Tally the lines of the listing below that contain the string "table", with uppercase and lowercase treated as different. Reply with the count alone.
* BEGIN Source material *
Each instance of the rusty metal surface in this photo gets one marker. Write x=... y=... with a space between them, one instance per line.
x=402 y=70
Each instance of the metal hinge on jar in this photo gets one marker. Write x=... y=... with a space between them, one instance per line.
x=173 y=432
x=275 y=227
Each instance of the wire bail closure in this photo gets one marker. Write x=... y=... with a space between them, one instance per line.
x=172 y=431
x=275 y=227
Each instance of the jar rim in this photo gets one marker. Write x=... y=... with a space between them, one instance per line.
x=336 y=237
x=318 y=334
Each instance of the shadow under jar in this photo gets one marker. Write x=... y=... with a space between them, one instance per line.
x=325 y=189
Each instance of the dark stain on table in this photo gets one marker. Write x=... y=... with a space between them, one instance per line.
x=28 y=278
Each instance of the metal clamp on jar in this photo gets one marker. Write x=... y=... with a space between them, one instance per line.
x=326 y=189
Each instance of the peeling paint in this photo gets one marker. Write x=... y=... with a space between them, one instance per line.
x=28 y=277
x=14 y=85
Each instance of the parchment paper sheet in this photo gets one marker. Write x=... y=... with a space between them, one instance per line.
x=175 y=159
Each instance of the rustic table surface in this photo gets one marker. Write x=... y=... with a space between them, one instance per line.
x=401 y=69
* END Source material *
* BEGIN Source material *
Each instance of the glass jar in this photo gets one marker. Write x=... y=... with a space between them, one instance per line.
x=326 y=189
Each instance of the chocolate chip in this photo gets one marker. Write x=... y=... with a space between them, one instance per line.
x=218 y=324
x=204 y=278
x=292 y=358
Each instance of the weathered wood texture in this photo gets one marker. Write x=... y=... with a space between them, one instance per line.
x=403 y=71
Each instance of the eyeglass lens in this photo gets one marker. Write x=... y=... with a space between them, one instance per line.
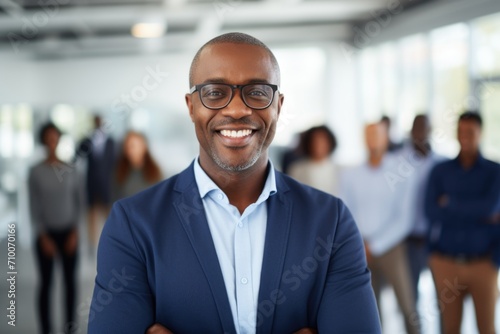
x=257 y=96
* END Source material *
**Exercise response**: 2